[[ Text section open ]]

IF football administrators from any of the five associations contained in these islands ever mention the idea of reviving the 'Home Nations' annual series, with Ireland as an asterisk, they should be taken to a quiet room and kept there until they recant.

This may seem harsh, and almost certainly illegal, but it is necessary.

If Ireland's truly dull encounter with England served a useful purpose other than generating cash and allowing rusty players to sharpen up, it was to forever remove the thought that this kind of thing every year would be a good idea.

In two games against Northern Ireland and England in five days, not one goal. Add in the first leg of Ireland's double-header with Scotland back in November and the last time we played Wales (0-0 in Cardiff in 2013) you've got one in four games.

Was there a decent game among them? Not really. The in camera run against Northern Ireland cannot be judged but it was scoreless and that's not what paying customers like to see in friendly games.

The sting has gone out of old rivalries and what were once hot ticket events have been reduced to training runs, grafted on the end of a season to fill a gap and help with cashflow.

Roy Keane

Roy Keane

There were many empty seats at the England game last Sunday, unimaginable even six or seven years ago when the FAI drew huge crowds to Croker. Austerity devastated that market and only a qualifier carries the required level of intensity for football fans these days.

Scotland will generate some passion but England was a chore - clearly, a very necessary one, though.

The substance underpinning much of the controversy surrounding FAI CEO John Delaney in the last week is the state of the association's finances.

Reading Garrett Kelleher in the Sunday Business Post, it is clear that the FAI were in trouble when Delaney came back from Sepp Blatter with a deal. Has that changed in the intervening period? Only the FAI Board know the full picture.

What is certain is that nobody in Abbostown would deny the importance of the right result against Scotland. Defeat leaves qualification in the hands of the tooth fairy and a calculator.

Defeat would also leave Martin O'Neill in a major dilemma. He has vowed to see his job through to the end and has plans to go to St Petersburg in late July for the World Cup draw.

But there is every likelihood that a club in England would view a bad result for O'Neill on Saturday as a starting gun.

With qualification a wispy hope rather an expectation, O'Neill could be forgiven if he chose to return to his true passion, club management, rather than kick tyres around the Ireland team until his contract is up.

To anyone watching O'Neill in his role since the start, it always seems as if that he doesn't really understand the rhythm of international football management, or if he does, he's not comfortable with it.

Beating Scotland would help a great deal. He has yet to feel the surge which comes down from the stands when Irish fans are in full cry and ready to believe in the manager and the players.

He got a taste of it on Sunday when Lansdowne Road rose to Jack Charlton. You had to be a stone not to feel your eyes water at the sight of a man so revered by so many.

All of this, of course, is in the realm of make belief and we have a few days to go before we get some answers.

But picture this scenario -Ireland may need a manager by July and Roy Keane is available. He's been very quiet this week, going about his business and smiling like a Buddha when we tried to drag him into the FIFA story. For once, the high beams are focused elsewhere and he must be chuckling to himself, given his relationship with the FAI in the past.

Even now, it is easy to see Keane as Ireland boss, if for no other reason than the box-office draw he supplies and if it's one thing Abbotstown need now its turnstiles spinning.

After the week we've had, when the impossible happened and Blatter agreed to go, there's the sense that anything could happen.

[[ Text section closed ]]
[[ Supplied records open ]]

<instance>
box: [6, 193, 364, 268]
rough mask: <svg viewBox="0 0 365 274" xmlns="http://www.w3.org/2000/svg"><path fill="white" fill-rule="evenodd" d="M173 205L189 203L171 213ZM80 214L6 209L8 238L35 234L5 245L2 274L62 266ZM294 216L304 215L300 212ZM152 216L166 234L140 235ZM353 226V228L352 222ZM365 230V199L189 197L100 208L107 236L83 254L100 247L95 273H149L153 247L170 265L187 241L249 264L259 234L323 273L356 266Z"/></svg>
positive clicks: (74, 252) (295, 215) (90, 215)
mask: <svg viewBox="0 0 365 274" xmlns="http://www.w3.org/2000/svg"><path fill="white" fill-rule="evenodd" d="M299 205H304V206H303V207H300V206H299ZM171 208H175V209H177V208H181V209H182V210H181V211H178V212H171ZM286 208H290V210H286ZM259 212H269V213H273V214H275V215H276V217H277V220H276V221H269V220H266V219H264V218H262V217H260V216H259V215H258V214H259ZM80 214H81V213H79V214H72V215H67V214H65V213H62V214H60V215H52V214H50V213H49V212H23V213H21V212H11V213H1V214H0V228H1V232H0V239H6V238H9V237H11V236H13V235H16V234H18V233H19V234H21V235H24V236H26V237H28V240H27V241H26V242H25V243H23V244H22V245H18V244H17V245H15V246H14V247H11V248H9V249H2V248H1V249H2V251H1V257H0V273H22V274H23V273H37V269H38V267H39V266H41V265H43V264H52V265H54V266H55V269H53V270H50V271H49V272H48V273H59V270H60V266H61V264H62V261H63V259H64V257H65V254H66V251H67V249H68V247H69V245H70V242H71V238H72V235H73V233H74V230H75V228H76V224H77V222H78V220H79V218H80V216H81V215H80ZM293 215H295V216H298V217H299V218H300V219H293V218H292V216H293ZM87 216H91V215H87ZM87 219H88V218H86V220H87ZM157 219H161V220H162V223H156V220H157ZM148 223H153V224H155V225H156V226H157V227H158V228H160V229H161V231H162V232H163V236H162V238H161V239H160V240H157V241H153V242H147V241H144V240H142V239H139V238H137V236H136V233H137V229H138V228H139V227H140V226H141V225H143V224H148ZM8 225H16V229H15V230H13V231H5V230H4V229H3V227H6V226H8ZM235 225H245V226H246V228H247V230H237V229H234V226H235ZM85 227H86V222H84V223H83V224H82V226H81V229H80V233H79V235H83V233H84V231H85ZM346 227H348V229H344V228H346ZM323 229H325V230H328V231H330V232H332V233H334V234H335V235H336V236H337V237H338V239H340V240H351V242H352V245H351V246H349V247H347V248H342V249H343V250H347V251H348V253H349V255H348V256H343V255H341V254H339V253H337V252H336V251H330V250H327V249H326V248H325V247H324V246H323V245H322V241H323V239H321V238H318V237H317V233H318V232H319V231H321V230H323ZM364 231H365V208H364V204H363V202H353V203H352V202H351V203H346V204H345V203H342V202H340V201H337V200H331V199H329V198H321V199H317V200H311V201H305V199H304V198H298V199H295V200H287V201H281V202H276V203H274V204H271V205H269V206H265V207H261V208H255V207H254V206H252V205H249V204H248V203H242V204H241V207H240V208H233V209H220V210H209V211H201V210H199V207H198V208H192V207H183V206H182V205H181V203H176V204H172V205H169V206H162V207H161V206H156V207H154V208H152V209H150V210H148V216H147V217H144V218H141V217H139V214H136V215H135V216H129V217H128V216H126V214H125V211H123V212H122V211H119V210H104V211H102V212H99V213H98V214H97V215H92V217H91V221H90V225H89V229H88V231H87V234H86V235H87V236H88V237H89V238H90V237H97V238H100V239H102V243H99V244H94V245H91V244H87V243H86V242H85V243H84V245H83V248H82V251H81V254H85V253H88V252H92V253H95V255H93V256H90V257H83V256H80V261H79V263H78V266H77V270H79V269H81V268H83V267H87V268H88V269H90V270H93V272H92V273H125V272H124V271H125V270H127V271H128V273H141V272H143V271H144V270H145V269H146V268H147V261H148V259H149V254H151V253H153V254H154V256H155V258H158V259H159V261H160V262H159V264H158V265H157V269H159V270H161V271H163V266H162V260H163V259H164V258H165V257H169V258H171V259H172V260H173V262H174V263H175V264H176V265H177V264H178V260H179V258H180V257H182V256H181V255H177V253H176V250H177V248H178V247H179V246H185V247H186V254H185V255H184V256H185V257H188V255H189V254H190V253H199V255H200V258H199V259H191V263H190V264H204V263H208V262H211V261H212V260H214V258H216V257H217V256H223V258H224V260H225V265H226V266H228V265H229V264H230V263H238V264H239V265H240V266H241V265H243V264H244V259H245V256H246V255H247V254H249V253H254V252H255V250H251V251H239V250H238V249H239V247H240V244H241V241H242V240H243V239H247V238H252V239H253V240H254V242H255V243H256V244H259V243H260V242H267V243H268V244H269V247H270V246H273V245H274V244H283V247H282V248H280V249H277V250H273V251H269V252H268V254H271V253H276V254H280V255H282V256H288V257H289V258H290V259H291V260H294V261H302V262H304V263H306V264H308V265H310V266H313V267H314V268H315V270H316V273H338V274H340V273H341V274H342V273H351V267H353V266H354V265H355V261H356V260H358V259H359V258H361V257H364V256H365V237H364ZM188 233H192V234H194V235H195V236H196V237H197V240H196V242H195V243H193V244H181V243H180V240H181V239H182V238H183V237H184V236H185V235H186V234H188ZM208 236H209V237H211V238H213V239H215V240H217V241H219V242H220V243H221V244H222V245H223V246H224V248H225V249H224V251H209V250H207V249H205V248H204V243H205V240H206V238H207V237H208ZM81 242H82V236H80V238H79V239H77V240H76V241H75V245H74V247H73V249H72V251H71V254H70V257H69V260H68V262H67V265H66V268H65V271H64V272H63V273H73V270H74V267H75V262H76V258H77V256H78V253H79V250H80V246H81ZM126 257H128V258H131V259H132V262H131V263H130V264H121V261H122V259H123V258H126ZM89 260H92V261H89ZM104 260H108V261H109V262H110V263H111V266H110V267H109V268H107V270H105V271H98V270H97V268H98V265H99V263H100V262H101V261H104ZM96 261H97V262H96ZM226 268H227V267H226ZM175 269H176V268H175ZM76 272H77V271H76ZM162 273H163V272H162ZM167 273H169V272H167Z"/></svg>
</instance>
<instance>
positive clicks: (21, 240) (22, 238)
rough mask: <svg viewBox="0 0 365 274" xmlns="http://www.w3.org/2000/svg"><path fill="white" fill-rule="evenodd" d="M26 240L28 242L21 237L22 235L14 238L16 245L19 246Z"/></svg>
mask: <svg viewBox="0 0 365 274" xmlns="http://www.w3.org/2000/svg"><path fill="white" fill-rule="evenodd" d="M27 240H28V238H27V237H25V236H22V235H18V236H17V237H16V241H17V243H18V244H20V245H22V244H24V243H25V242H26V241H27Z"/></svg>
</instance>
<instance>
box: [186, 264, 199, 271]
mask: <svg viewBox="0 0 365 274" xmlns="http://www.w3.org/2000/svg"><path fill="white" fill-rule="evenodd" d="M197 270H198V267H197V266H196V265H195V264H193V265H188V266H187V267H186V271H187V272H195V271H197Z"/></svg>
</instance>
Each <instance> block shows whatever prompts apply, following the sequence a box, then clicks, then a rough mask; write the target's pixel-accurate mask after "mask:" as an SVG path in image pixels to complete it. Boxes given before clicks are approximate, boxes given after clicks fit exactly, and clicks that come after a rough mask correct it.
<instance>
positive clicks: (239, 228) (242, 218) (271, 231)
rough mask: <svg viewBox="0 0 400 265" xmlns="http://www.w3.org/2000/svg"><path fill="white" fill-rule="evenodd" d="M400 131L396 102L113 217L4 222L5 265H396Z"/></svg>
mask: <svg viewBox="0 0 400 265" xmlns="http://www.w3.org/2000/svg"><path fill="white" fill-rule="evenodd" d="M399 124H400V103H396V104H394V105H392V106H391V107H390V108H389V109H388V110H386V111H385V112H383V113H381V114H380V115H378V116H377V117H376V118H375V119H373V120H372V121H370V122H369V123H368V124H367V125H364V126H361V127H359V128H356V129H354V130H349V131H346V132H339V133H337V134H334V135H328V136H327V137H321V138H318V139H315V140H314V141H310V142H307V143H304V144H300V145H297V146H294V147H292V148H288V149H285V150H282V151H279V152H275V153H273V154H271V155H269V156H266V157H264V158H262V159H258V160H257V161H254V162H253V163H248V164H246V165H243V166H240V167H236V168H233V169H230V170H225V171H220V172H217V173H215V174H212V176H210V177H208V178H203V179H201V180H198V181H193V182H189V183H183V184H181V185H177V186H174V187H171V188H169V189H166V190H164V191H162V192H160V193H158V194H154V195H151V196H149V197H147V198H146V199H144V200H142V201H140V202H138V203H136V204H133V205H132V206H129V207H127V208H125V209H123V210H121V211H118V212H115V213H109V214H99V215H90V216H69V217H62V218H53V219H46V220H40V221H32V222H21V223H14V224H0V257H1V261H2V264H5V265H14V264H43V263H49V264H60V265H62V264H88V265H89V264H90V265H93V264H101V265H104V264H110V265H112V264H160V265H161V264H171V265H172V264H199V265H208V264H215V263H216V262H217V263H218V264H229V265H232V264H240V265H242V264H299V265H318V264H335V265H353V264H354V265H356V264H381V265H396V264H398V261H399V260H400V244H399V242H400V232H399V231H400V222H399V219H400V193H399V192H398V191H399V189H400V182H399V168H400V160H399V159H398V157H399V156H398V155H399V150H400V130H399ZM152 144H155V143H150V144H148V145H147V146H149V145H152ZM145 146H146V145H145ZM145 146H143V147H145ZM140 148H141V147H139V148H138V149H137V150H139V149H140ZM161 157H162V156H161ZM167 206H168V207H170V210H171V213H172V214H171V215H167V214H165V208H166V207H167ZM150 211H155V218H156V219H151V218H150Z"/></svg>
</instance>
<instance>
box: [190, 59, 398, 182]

[[ Supplied records closed ]]

Please answer these from the Ireland football column above:
1. What was the score the last time Ireland played Wales, and where and when was that match?
2. Where does Martin O'Neill plan to go in late July, and for what?
3. For whom did Lansdowne Road rise on Sunday?

Your solution:
1. 0-0, in Cardiff in 2013.
2. St Petersburg, for the World Cup draw.
3. Jack Charlton.